Enunciado >>
Copia tal cual el pasaje del fragmento sobre la muerte violenta que comienza en "Siempre es noticia" y termina en "puede sernos ajena.".

Fragmento >>
■ ■ ■ ■ ■

¿Por qué nos matamos entre nosotros?

Cristo resucitó “para levantar nuestra esperanza

 

Siempre es noticia -y no me refiero a Halloween-, aunque a veces quede en segundo plano. Y lo es porque la muerte siempre nos pilla desprevenidos, sobre todo cuando es violenta, como vemos en Medio Oriente. Temblamos ante el contraste entre la dignidad y valor de cada vida humana y su evidente fragilidad. Y nos golpea más porque es una incoherencia por parte de nuestra también frágil libertad humana. Entonces emerge la pregunta ¿por qué este mal? ¿Por qué nos matamos entre nosotros? Ya Juan Pablo II veía ejemplificada en la muerte de Abel a manos de Caín la responsabilidad por la vida de cada hermano. Sea en Israel, Palentina, Ucrania, o la Araucanía, siempre, sin importar el lugar, matar personas inocentes es una derrota como humanidad que no puede sernos ajena.

■ ■ ■ ■ ■

Entradas del conjunto de datos
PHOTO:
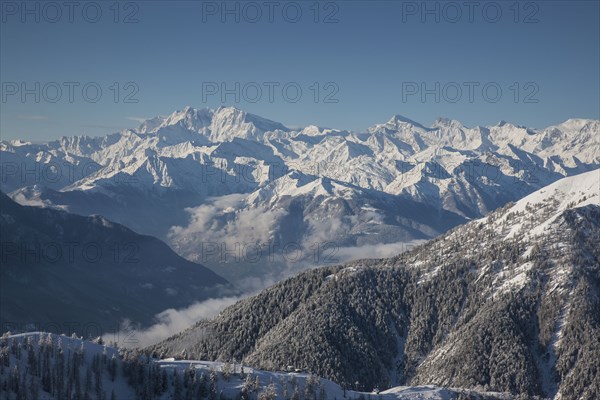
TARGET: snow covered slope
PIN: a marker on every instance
(505, 303)
(52, 367)
(198, 157)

■ ■ ■ ■ ■

Respuesta esperada >>
Siempre es noticia -y no me refiero a Halloween-, aunque a veces quede en segundo plano. Y lo es porque la muerte siempre nos pilla desprevenidos, sobre todo cuando es violenta, como vemos en Medio Oriente. Temblamos ante el contraste entre la dignidad y valor de cada vida humana y su evidente fragilidad. Y nos golpea más porque es una incoherencia por parte de nuestra también frágil libertad humana. Entonces emerge la pregunta ¿por qué este mal? ¿Por qué nos matamos entre nosotros? Ya Juan Pablo II veía ejemplificada en la muerte de Abel a manos de Caín la responsabilidad por la vida de cada hermano. Sea en Israel, Palentina, Ucrania, o la Araucanía, siempre, sin importar el lugar, matar personas inocentes es una derrota como humanidad que no puede sernos ajena.